• TASK DESCRIPTION: Report each line in the items below that contains the word "door". Case counts.

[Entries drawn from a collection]

--*--

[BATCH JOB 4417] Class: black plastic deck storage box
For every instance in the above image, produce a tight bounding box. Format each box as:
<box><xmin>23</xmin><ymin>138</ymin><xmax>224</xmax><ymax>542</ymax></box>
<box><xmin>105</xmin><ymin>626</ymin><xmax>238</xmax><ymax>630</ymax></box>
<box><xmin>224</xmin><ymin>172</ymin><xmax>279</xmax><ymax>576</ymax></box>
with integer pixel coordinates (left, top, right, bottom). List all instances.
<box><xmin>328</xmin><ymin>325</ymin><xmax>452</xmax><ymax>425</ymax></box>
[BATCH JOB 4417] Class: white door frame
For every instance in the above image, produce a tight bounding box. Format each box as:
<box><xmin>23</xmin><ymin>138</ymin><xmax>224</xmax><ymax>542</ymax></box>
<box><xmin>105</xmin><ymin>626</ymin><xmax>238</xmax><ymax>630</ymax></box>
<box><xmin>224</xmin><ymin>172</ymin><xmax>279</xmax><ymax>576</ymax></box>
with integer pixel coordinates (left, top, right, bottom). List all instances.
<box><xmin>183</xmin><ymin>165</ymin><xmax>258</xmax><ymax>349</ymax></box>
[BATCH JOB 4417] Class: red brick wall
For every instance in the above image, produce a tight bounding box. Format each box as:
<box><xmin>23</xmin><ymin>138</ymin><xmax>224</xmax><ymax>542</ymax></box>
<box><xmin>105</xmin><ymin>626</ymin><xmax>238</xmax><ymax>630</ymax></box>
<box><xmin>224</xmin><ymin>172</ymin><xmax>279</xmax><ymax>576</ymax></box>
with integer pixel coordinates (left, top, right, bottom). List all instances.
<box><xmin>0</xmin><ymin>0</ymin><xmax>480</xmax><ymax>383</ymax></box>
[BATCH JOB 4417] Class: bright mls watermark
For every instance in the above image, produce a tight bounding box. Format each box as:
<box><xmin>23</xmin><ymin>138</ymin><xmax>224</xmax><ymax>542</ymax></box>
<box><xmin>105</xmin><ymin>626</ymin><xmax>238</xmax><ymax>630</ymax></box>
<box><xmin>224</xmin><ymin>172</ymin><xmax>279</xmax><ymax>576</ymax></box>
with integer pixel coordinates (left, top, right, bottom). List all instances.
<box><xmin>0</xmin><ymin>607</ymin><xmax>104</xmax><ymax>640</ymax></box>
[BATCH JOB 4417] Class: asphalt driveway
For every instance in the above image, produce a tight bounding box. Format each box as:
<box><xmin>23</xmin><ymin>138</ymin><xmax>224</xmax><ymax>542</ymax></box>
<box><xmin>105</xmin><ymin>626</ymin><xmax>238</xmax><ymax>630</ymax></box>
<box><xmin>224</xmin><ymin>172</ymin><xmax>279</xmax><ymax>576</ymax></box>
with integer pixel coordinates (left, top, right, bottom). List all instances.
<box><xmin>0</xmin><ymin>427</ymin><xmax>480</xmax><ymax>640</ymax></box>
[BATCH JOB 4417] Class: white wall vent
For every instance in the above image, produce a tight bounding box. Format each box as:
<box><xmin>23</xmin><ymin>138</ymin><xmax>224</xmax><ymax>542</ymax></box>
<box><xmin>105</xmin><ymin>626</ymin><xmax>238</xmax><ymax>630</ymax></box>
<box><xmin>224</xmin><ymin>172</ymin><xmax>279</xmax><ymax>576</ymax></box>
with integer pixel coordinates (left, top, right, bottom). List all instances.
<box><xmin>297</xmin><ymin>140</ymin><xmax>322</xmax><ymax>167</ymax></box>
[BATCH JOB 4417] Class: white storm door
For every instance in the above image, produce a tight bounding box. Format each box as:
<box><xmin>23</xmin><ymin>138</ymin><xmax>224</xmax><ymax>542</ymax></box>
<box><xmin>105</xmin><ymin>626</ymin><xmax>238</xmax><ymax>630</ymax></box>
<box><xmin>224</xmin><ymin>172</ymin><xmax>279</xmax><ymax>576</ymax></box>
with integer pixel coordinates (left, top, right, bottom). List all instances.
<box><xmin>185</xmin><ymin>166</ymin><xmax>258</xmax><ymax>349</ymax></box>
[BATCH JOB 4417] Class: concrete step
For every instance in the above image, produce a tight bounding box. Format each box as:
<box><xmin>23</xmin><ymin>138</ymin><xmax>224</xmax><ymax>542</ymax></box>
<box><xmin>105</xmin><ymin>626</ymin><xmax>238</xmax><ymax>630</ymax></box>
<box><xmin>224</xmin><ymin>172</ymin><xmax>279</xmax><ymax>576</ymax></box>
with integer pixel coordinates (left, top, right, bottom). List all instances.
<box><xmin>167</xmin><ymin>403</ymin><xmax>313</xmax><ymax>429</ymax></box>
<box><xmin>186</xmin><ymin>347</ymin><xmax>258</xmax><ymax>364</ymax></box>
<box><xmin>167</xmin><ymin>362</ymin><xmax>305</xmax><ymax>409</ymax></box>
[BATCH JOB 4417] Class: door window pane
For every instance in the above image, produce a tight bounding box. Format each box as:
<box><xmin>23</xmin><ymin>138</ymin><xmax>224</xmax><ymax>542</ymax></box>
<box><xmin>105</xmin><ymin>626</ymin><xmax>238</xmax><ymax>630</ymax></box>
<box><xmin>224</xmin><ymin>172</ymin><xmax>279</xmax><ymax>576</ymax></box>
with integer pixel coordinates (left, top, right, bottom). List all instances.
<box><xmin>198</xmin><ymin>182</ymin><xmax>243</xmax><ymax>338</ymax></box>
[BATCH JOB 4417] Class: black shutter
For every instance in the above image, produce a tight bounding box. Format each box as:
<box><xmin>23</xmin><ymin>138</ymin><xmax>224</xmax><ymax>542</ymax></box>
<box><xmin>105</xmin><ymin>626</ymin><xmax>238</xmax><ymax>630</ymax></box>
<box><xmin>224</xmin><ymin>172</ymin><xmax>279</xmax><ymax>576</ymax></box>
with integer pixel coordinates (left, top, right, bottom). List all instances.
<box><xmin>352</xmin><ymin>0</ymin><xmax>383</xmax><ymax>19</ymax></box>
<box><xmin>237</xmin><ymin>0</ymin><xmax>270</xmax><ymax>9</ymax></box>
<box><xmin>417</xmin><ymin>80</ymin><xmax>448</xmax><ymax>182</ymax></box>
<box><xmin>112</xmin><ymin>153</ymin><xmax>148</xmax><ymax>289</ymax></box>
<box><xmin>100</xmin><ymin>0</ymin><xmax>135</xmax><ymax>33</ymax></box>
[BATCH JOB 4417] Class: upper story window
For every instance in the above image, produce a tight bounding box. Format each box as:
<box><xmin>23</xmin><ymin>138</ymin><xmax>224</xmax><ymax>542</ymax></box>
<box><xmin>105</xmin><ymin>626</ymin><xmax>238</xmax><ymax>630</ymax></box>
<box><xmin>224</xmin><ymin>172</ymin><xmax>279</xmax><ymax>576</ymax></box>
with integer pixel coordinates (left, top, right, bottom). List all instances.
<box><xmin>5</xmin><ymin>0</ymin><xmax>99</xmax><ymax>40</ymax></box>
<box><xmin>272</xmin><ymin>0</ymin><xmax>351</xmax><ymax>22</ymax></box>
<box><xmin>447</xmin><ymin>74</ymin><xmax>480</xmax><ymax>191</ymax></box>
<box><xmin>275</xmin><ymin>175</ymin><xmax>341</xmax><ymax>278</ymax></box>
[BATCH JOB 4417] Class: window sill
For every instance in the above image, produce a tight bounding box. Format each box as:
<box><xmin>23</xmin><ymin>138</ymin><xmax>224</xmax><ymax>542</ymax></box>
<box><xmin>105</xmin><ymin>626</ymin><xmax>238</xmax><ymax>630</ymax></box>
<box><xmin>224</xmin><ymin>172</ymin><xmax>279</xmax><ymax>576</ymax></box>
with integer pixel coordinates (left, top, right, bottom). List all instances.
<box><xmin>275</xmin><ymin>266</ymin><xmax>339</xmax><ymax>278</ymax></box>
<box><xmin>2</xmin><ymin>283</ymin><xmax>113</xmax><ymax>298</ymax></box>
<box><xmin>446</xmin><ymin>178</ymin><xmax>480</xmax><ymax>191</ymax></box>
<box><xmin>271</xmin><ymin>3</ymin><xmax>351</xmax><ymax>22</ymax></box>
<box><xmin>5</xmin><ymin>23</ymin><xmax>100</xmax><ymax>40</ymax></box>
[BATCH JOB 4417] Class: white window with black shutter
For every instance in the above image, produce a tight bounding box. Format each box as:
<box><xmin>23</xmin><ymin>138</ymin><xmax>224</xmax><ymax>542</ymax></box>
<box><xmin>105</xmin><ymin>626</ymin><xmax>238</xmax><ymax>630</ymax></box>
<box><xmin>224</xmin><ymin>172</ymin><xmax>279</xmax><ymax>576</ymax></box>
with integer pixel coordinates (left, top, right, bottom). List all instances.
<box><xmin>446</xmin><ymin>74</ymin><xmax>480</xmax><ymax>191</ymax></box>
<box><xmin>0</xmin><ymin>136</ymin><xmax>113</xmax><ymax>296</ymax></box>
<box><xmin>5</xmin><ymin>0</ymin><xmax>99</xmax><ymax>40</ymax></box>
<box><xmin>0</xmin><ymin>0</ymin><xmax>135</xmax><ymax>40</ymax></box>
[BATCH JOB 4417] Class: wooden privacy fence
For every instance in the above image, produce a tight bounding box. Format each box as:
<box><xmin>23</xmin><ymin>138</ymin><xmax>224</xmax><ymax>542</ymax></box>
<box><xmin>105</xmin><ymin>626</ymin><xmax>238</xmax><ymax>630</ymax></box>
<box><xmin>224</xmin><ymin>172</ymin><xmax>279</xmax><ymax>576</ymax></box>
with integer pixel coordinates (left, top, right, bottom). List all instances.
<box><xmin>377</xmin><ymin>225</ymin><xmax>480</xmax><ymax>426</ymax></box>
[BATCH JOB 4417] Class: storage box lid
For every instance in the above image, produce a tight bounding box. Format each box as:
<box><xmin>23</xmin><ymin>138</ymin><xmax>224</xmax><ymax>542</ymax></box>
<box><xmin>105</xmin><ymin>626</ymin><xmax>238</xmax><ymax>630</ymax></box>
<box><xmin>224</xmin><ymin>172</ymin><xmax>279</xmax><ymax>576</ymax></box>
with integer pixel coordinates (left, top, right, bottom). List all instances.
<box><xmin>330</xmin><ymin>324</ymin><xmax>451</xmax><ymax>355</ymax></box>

--*--

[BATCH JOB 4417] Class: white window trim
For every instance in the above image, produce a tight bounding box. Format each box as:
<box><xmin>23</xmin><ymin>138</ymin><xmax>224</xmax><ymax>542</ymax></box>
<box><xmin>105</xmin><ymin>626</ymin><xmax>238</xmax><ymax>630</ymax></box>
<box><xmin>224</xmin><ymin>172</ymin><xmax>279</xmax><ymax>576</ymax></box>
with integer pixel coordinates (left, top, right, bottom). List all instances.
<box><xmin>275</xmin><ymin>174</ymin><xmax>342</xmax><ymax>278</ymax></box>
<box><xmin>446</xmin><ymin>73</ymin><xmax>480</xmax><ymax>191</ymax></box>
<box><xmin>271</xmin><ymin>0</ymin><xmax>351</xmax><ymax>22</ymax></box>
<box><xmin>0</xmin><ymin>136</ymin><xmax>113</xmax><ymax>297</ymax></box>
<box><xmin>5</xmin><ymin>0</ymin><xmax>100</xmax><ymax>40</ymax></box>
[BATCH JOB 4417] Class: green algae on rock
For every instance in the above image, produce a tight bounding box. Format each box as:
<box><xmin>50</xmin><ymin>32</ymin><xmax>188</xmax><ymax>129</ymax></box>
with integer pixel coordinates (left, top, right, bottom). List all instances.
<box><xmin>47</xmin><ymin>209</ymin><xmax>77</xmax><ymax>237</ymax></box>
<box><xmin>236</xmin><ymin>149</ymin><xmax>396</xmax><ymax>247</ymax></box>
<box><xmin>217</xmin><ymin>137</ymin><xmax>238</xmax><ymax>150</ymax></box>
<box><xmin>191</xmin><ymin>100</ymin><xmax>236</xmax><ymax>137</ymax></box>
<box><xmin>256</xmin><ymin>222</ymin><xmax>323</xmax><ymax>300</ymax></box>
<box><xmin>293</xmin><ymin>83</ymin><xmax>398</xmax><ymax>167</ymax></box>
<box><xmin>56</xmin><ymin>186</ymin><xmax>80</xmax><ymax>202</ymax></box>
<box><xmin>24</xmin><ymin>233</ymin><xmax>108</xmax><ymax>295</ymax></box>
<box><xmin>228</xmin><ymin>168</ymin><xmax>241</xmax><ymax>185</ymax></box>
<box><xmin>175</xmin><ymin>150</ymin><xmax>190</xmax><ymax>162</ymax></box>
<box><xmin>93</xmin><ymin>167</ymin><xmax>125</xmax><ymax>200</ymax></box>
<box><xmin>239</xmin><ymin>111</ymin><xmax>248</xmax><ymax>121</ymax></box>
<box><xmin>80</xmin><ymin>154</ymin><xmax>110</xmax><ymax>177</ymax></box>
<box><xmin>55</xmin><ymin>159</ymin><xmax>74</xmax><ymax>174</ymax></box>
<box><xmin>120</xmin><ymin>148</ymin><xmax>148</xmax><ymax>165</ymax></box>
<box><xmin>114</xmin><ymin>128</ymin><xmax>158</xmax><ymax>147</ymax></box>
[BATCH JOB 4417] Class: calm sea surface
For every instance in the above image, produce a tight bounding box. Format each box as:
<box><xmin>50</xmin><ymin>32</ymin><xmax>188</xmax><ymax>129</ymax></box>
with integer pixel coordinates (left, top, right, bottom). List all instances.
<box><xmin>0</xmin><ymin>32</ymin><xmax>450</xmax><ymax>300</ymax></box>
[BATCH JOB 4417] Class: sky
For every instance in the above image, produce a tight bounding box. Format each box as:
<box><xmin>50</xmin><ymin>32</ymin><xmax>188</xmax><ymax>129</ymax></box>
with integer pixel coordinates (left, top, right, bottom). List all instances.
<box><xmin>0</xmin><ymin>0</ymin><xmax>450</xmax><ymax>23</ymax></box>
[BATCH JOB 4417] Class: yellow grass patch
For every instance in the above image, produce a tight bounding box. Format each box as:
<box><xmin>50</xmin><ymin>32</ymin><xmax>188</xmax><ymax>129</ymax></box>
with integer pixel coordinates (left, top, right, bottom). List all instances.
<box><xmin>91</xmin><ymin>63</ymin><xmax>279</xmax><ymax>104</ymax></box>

--*--

• ANSWER:
[BATCH JOB 4417] Class: white door frame
[BATCH JOB 4417] Class: white storm door
[BATCH JOB 4417] Class: door window pane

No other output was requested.